• **PASSAGE**
■ ■ ■ ■ ■
How to Receive Jesus

(Homily for Nineteenth Ordinary Sunday, Year B)

Today is the third of five consecutive Sundays where we read from John, chapter 6, the Bread of Life discourse. After feeding the crowds with five barley loaves, Jesus begins to teach the deeper meaning of the miracle.

Notice that Jesus first responds to physical hunger. For many it is a daily reality. Even tho we produce more than enough food, still some suffer hunger. I saw that when I was in Peru. In 1990 early frosts and lack of rain destroyed most of the crops. They had to bring in food from outside. Once a train arrived with carloads of rice. The workers carried the hundred pound bags to a warehouse and as they did so a few grains fell out of each bag. When I came by an hour later, the bags were unloaded and a man with torn clothes knelt on the sidewalk with a small broom. Next to him was a woman in a ragged dress holding a plastic bag for him. Two little children were also picking up the grains. The rice mixed with gravel and dust would be that family's food for the next few days.

Hunger continues to exist even tho our agro-industry produces enormous amounts of food, more than enough for everyone. Part of the problem is political, part economic--but part also is that we need to share--like we do at Holy Family in the second collections. This weekend the two-bit collection is for the Mary Bloom Center in Peru, a work I am proud of because it gets to the root cause of hunger.

Jesus multiplied the loaves because he does not want people to go hungry. Still for most of us, the problem is not physical hunger. We have plenty eat, too much sometimes, but there is a hunger harder to recognize. St. Augustine put his finger on it back in the fifth century. In the introduction to his Confessions he says, "You have created us for yourself. And our hearts are restless till they rest in thee." We try to calm our restless hearts with so many things: sex, alcohol, drugs, television, gambling, money. I am amazed at how many people are maxed out on their credit cards. They are hungry, but what they are eating is straw.
■ ■ ■ ■ ■
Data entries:
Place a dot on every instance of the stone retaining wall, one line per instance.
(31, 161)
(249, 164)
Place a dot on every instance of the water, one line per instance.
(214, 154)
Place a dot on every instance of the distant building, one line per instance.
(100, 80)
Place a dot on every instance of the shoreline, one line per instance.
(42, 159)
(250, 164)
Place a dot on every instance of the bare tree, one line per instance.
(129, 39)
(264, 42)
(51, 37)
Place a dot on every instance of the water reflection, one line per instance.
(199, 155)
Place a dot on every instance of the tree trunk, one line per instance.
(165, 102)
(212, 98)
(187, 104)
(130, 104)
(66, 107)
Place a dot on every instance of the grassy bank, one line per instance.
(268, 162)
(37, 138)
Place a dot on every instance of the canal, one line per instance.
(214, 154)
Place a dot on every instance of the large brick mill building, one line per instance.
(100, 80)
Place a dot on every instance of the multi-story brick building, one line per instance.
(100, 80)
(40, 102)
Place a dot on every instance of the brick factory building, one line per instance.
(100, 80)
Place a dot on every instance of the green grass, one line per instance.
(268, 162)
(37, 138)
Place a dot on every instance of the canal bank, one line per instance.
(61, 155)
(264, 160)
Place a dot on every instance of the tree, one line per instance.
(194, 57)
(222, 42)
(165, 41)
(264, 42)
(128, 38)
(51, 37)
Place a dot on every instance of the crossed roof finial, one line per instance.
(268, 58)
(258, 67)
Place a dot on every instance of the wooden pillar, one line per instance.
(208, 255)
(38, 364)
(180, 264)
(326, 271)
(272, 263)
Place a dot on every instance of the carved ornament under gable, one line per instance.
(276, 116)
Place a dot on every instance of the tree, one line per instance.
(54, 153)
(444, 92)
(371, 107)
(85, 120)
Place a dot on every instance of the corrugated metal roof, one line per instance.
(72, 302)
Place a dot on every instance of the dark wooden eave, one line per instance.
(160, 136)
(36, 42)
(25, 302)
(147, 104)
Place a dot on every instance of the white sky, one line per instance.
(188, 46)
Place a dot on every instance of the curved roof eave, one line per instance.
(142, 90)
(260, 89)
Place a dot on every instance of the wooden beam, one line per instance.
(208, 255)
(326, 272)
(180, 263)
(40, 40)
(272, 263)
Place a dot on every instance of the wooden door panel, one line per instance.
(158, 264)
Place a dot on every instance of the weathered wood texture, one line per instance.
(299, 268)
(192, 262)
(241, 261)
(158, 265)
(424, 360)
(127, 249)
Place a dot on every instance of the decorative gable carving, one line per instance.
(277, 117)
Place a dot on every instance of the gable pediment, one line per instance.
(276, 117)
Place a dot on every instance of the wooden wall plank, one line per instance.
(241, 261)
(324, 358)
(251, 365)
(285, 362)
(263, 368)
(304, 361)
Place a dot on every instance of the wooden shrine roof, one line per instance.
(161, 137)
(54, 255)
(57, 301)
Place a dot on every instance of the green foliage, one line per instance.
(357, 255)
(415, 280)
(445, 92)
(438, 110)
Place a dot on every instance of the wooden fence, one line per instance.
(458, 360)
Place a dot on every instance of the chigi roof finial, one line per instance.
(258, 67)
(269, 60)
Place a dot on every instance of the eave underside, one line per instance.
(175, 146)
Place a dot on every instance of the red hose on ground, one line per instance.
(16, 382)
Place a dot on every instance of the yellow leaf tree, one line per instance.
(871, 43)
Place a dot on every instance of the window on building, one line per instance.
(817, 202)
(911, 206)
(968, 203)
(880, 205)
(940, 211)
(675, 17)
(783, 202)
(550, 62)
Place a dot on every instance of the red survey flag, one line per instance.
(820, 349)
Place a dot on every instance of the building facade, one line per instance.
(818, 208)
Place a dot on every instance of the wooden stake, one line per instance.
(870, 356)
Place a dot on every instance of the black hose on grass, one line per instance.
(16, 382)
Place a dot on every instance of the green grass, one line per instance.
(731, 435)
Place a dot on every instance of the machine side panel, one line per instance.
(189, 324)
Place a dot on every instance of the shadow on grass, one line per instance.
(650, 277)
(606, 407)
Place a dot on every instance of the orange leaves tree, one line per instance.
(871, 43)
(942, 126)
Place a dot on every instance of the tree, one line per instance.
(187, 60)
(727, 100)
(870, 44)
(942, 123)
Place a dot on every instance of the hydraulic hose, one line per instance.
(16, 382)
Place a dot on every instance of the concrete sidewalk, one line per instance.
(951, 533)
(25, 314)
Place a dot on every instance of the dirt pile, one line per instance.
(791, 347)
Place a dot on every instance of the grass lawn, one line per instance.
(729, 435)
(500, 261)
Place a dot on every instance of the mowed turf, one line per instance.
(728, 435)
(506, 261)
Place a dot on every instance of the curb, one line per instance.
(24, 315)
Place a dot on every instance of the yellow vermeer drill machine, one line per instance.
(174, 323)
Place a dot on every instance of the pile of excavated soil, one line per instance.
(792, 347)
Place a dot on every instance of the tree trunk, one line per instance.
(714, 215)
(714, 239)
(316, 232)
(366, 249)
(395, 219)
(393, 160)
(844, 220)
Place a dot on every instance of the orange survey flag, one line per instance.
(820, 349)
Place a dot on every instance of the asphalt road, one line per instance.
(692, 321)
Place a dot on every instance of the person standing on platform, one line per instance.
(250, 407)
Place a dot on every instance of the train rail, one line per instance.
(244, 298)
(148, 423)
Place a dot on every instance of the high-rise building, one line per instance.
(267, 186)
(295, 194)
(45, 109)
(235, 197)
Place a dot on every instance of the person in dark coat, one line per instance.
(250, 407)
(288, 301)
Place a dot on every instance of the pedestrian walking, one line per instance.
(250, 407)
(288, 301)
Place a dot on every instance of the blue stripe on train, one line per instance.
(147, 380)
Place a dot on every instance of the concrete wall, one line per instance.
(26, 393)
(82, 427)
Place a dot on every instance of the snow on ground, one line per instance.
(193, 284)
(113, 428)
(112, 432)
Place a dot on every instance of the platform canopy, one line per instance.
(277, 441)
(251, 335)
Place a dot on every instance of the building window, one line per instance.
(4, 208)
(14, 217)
■ ■ ■ ■ ■
Please continue the homily on how to receive Jesus, picking up right after its final sentence. These rows come from a separate source.

• **EXERCISE OUTPUT**
As St. Augustine observed, only one can fill the human heart--the One who says, "I am the Bread of Life, he who comes to me shall never hunger." Because Jesus alone fills our emptiness, he chose to give himself to us under the form of bread.

Last Sunday, Greg McNabb pointed out the eucharistic realism of Jesus' words. He literally says we must munch or chew his flesh. Our translation softens it a bit by saying "feed on my flesh," but it is still graphic, perhaps too much so for our ears.

We have lost some of that eucharistic realism. A recent poll of Catholics asked whether they believed Jesus was "really present" in the Eucharist or if it were just a "sign." The majority chose "a sign." Now there may be a misunderstanding here because, of course, the Eucharist is a sign. Like all sacraments it is an "outward sign instituted by Christ to give grace." But a sacrament a unique sign. It not only signify (that is, means something) it brings about, it accomplishes what it signifies. There is a stoplight outside our church on 20th and Roxbury. When it is red it means "stop." If it were like a sacrament, it would actually bring cars to a halt.

The Eucharist then is not a "mere sign." It is a sacramental sign which makes Jesus bodily present. Let's be honest. Our faith is weak. It is hard to grasp that this piece of unleavened bread is Jesus: Body, blood, and soul. Humanity and divinity.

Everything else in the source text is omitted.